● Exercise requirements:
Continue the news article about the subpoena of North Las Vegas voter Willia Chaney from its final sentence.

>> START Passage given

Willia Chaney was raised in the South and takes voting very seriously.

"My grandfather couldn't vote, and that was one of the things he always wanted to do," she said Wednesday, her eyes growing damp. "People died just so we could register to vote."

That's why Chaney -- Louisiana native, member of the Nevada Department of Education, community activist and longtime North Las Vegas resident -- took it personally a few weeks ago when she received a subpoena to provide testimony in the city's on­going election-turned-court drama because of the large number of voters who share her five-bedroom home.

You remember, that City Council election that was supposed to end after the last vote was tallied on election night more than three months ago.

The election that in­cumbent Councilman Richard Cherchio lost by a single vote, then challenged in court after it was discovered that an official allowed a voter to cast a ballot in the wrong ward.

The election that, because of its razor-thin margin, has attorneys for both candidates scouring voter records for any irregularities they can use in court and shining a spotlight on votes cast by the mayor's son and a union stagehand who admitted he voted in North Las Vegas but doesn't live there.

Yes, that election is still going on -- at least in court.

Now attorneys for dentist Wade Wagner -- who won the election and was sworn into the Ward 4 seat in July despite the legal challenge -- want to talk to Chaney about the seven voters at her home who cast ballots in the contested race. They subpoenaed Chaney late last month.

"It didn't seem likely to us that they were all living at the residence," said Todd Bice, an attorney for Wagner. "We're not saying she did anything wrong. We're just trying to get our arms around who all these people are and do they really live there."

Chaney sees it differently. She looks at the subpoena as a way to target and disenfranchise African-American voters.

"It's just another tactic to dis­enfranchise minority voters," she said. "It always has to be something."

Chaney wouldn't say whether she supported Cherchio, a Democrat, in the election. But she did post a "Cherchio" sign in her front yard. She also served as president of the North Las Vegas Democratic Club and has in the past worked to register new voters.

"I'm just disturbed that they would come to me as an activist and a person who has registered many, many young people to vote," she said. "It's difficult as it is to get young people to vote."

Bice said the issue has been overblown, and the "insinuation that we're harassing these people is nonsense."

There could very well be a logical explanation for the large number of voters in Chaney's home, he said.

"But we need to know what it is."

Chaney filed a request for a temporary restraining order that would prohibit Wagner's attorneys from deposing her. In the affidavit in support of her request, she said that "this is an awful way to run an election, deposing innocent voters."

A District Court judge will consider the matter Monday.

>> END Passage given
>> START Dataset content

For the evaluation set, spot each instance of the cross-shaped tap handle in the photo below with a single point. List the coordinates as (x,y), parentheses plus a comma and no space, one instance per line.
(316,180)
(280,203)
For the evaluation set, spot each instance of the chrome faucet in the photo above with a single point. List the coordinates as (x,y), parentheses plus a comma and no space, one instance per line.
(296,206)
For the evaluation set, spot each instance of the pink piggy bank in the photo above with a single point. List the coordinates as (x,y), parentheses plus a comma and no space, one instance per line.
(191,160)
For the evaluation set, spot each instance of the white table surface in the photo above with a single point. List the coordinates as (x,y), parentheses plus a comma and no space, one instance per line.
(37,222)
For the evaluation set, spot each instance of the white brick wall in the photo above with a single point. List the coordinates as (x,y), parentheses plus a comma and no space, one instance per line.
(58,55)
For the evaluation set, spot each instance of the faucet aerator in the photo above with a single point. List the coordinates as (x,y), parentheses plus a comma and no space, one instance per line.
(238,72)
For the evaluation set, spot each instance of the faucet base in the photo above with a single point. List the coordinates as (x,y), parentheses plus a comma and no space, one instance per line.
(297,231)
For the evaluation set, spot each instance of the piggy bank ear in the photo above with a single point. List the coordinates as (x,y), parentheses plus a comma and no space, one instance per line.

>> END Dataset content

● Task result:
Chaney said the seven voters in question include her, her husband and several of their 14 grandchildren, all of whom voted legally.

Her attorney, Matthew Callister, said the Chaneys are a large, tight-knit family.

"Like many people, she has relatives moving in with her because of hard times," he said. "There are better ways to resolve the election issue than going on endless witch hunts."

Wagner himself faced similar questions in July about 10 adults registered to vote at his five-bedroom North Las Vegas home. He and his wife have eight children.

As with Chaney, no evidence has been presented that anyone voted improperly in the Wagner home.

Attorneys for Cherchio also plan to depose Mayor Shari Buck's son, Jordan, who voted via absentee ballot in the election while registered to vote in both Utah and Nevada.

The younger Buck attends college in Provo but has never voted there. The mayor said her son wasn't aware that he was registered in Provo.

He has since canceled his Utah registration.

The mayor endorsed Wagner in the race.

Cherchio's attorneys already took testimony from Greg Mich'l, a union stagehand who voted in the race but admitted in July he doesn't live in North Las Vegas.

During his Aug. 24 deposition, Mich'l said though he now lives in a home he owns on Villa Pintura Avenue in Las Vegas, at the time he registered to vote in April he was living at his brother's North Las Vegas home, which is near Wagner's.

Mich'l was staying there because he was getting ready to rent out the house on Villa Pintura, he said.

Then he went out of town on tour for work and cast an absentee ballot in the race.

Mich'l also testified it was Wagner himself who registered him to vote.

"I filled it (the voter registration form) out and gave it back to Councilman Wagner," he said.

Mich'l was sure it was Wagner because Wagner has been his dentist "for as long as I can remember."

"And also I went to church with him," Mich'l said.

Mich'l refused to reveal who he voted for in the election during the deposition. And he said he didn't remember telling the Review-Journal in July that he had voted for Wagner.

Cherchio's attorneys have filed a motion with the court to compel Mich'l to reveal for whom he voted. That motion also is scheduled to be considered by a judge on Monday.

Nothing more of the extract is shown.